# Problems to work on
- A) Name every musical act that the Metaform biography says his parents listened to.
- B) Copy a passage from the Metaform biography word for word, starting at "Metaform (born Justice" and ending after "old vinyl samples.".
- C) Extend the Metaform biography past its final sentence.

# Excerpt provided
.....

Metaform (born Justice Aaron) is an American music producer, musician, and songwriter with numerous LP and EP releases.  He is considered to be a prominent figure in the development of instrumental Hip-Hop and Trance. He first gained acclaim in 2008 with the release of his debut album Standing on the Shoulders of Giants, which was created entirely from old vinyl samples.

Biography

Metaform grew up in Los Angeles in a musical household. His Dad was an avid listener of Leonard Cohen, Simon & Garfunkel, and Ravi Shankar records, while his Mom listened to Whitney Houston and Curtis Mayfield. Metaform's parents divorced in 1988 and soon after, he moved to San Francisco with his mother and three sisters. He spent the year of 1998 as an intern at Spark Studios in Oakland, California. During this time, he gained experience by working with E-40, Tone Capone, and Scarface. He spent the year of 1999 shipping records for TRC distribution. During this time, he delved deeper into the already buzzing Bay-Area Hip-Hop scene. From 2000 to 2005, he worked as a free-lance sound engineer and worked with many high-profile acts including:
DJ Jazzy Jeff, Afrika Bambaataa, Pharcyde, Hieroglyphics, Living Legends, Goapele, Zion I, and many others. He graduated from San Francisco State University in 2005 before moving back to Los Angeles and eventually to Tokyo.

Metaform began playing piano at the age of 7, and guitar at age 13. By the time he turned 16, Metaform formed a heavy metal band with two of his classmates. The band mostly played Metallica and Slayer covers. At age 18, Metaform joined the now defunct San Francisco punk rock band, The Breakouts, as rhythm guitar and they played at several club shows in San Francisco. After The Breakouts, Metaform met 4X-ampL (who now resides in Montreal) during an audio engineering class. The two quickly became friends and formed the rock group Team USA (along with Casten on drums) and Metaform played the guitar and also contributed towards vocals. Later, Metaform and 4X-ampL formed the electronica duo Razed High. During this time, Metaform was known as Hai-Ding, a play on words in that he was "in hiding" and working on what would later become Standing on the Shoulders of Giants.

Justice Aaron has lived and worked in Tokyo, Japan, since July 2006.

.....

# Data provided
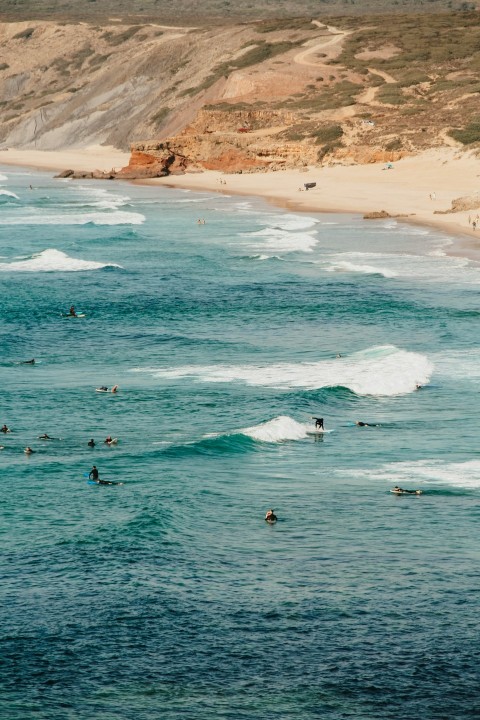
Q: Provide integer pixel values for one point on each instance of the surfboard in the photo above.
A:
(103, 482)
(406, 492)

.....

# Answers to the tasks
- A) Leonard Cohen, Simon & Garfunkel, Ravi Shankar, Whitney Houston, and Curtis Mayfield

- B)
Metaform (born Justice Aaron) is an American music producer, musician, and songwriter with numerous LP and EP releases.  He is considered to be a prominent figure in the development of instrumental Hip-Hop and Trance. He first gained acclaim in 2008 with the release of his debut album Standing on the Shoulders of Giants, which was created entirely from old vinyl samples.

- C)
Major works

Standing on the Shoulders of Giants
His instrumental opus, Standing on the Shoulders of Giants, was released on April 15, 2008, which spent the entire month of May on the College Music Journal's top 20. It was produced and engineered by Metaform at his various home studios over a five-year period in which he kept in deep isolation, it is hailed as one of the top ten records of 2008 by Eddie Fleisher of Alternative Press Magazine. Since its release, the album has received praise in major publications including URB, REMIX, XLR8R, and Alternative Press.  Alternative Press reviewed the album as "One of the best instrumental hip-hop records in years." while JIVE Magazine noted "Metaform takes the listener on an audible journey that few other
producers are capable."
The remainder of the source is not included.